■ **Teks Kutipan**
=-=-=

Bogordaily.net – Cerita ini mengambil latar waktu saat saya masih duduk di bangku SMA dulu, tepatnya, saat saya telah berhasil menyelesaikan Ujian Akhir Semester di kelas 2. Keluarga saya sudah merencanakan perjalanan ini jauh-jauh hari, dan destinasi yang kami pilih kali ini adalah Candi Borobudur, salah satu keajaiban dunia yang selalu ingin saya kunjungi. Perjalanan ini terasa begitu spesial karena ini akan menjadi kali pertama saya menginjakkan kaki di sana.
Perjalanan menuju Borobudur dimulai dari kampung halaman kami di Medan. Kami memilih perjalanan darat dengan mobil, sebuah keputusan yang disepakati dengan alasan bisa lebih santai menikmati perjalanan. Namun, siapa sangka perjalanan ini menjadi tantangan tersendiri? Medan menuju Yogyakarta bukanlah jarak yang bisa ditempuh dalam sekejap mata. Berhari-hari di dalam mobil, melewati jalanan yang tak selalu bersahabat, ditambah adik saya yang terus bertanya “kapan sampai?” setiap beberapa jam sekali, membuat perjalanan ini terasa seperti tidak ada ujungnya.
Kami melintasi kota-kota yang sebelumnya hanya saya kenal lewat peta—Pekanbaru, Jambi, Palembang, hingga akhirnya masuk ke Pulau Jawa melalui kapal feri. Saya sudah mengira perjalanan darat ini akan membosankan, tetapi ternyata setiap daerah yang kami lalui menawarkan kejutan tersendiri. Ada makanan khas yang mencuri perhatian, seperti pempek di Palembang yang nikmatnya tak tertandingi. Ada juga pengalaman hampir tersesat di jalan tol yang sepi, gara-gara GPS memutuskan untuk mati mendadak.

=-=-=

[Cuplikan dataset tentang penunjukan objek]
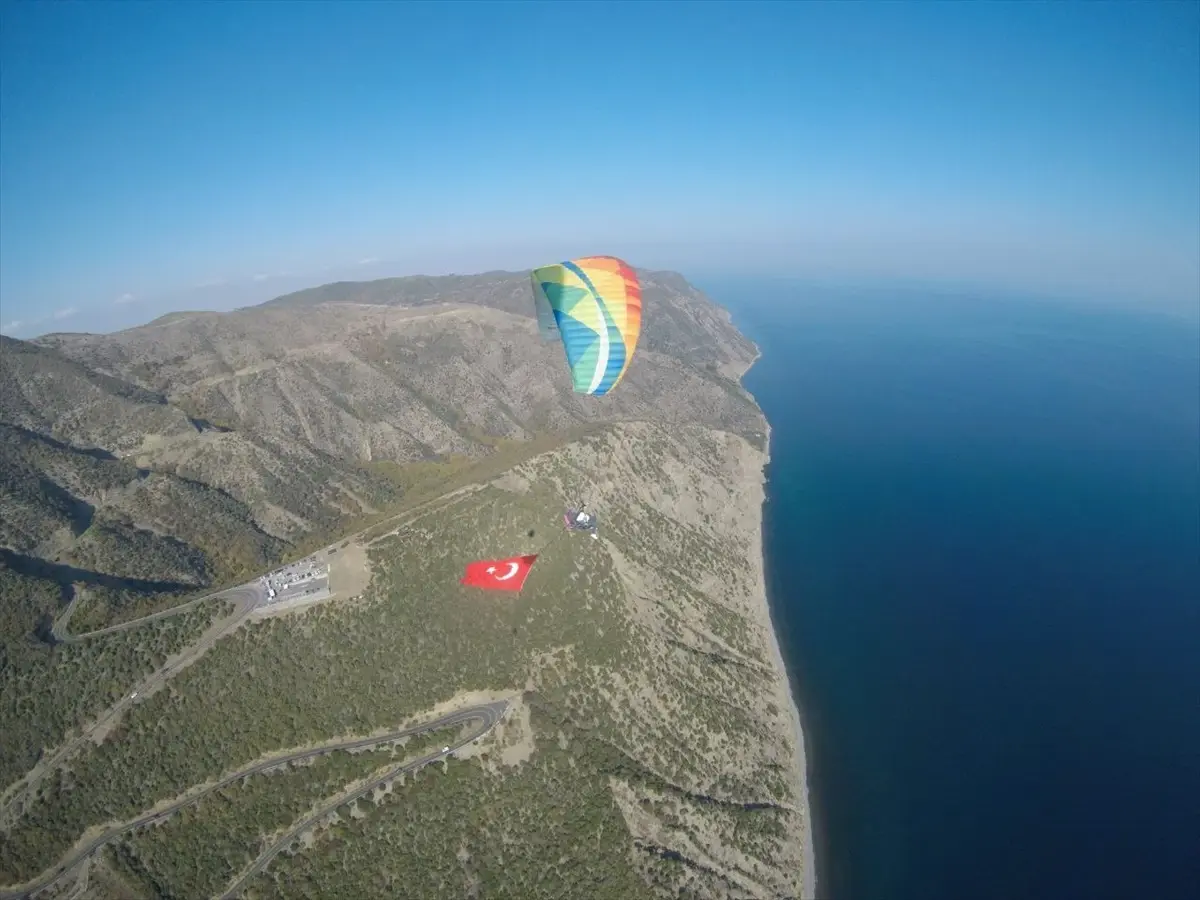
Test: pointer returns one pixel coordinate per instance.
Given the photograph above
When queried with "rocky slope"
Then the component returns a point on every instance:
(652, 739)
(201, 445)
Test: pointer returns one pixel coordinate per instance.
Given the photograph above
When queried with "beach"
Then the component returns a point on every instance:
(809, 886)
(809, 883)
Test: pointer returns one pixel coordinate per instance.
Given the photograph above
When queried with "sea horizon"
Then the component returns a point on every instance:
(979, 453)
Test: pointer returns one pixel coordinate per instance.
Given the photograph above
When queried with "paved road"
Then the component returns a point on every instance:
(245, 599)
(495, 709)
(487, 715)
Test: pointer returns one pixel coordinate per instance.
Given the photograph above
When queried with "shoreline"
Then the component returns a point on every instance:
(808, 850)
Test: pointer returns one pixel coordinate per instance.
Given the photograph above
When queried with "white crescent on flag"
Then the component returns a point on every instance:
(513, 570)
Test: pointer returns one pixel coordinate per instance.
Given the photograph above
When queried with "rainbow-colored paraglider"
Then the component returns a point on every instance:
(594, 305)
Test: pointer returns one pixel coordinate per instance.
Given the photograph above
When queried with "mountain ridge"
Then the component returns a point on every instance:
(293, 417)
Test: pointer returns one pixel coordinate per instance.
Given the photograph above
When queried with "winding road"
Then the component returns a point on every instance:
(245, 599)
(486, 714)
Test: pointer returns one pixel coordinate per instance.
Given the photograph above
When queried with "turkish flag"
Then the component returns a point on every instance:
(498, 574)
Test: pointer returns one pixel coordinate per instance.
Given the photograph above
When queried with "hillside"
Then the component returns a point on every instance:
(204, 445)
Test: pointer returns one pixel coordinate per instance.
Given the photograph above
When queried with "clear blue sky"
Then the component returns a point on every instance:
(153, 148)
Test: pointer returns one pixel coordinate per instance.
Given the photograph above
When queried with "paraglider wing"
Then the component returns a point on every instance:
(594, 306)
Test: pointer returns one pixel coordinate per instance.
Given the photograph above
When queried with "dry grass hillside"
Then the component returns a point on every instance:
(648, 750)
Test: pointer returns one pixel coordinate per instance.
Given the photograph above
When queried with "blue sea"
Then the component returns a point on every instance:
(983, 549)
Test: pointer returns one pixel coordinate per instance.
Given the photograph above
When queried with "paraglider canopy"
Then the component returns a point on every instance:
(594, 306)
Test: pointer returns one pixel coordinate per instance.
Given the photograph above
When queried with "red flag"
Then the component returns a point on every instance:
(498, 574)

=-=-=

■ **Petunjuk Latihan**
[1] Tolong ketik ulang bagian cerita perjalanan ke Borobudur yang diawali kata-kata "Kami melintasi kota-kota" dan diakhiri "untuk mati mendadak.".
[2] Sebutkan semua kota yang, menurut cerita perjalanan ke Borobudur, sebelumnya hanya dikenal penutur lewat peta.

■ **Pembahasan Jawaban**
[1]
Kami melintasi kota-kota yang sebelumnya hanya saya kenal lewat peta—Pekanbaru, Jambi, Palembang, hingga akhirnya masuk ke Pulau Jawa melalui kapal feri. Saya sudah mengira perjalanan darat ini akan membosankan, tetapi ternyata setiap daerah yang kami lalui menawarkan kejutan tersendiri. Ada makanan khas yang mencuri perhatian, seperti pempek di Palembang yang nikmatnya tak tertandingi. Ada juga pengalaman hampir tersesat di jalan tol yang sepi, gara-gara GPS memutuskan untuk mati mendadak.

[2] Pekanbaru, Jambi, Palembang